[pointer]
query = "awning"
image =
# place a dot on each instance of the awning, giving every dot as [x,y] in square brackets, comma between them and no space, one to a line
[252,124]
------
__What this task involves__. Rewrite all the entries above, swapping "awning" for "canopy" wherever it appears and leaving everything else the same.

__Full answer__.
[pointer]
query = "canopy"
image =
# place a dot on each instance of the canopy, giving every dot as [x,y] in square brackets, comma between them and no space, one to a line
[252,124]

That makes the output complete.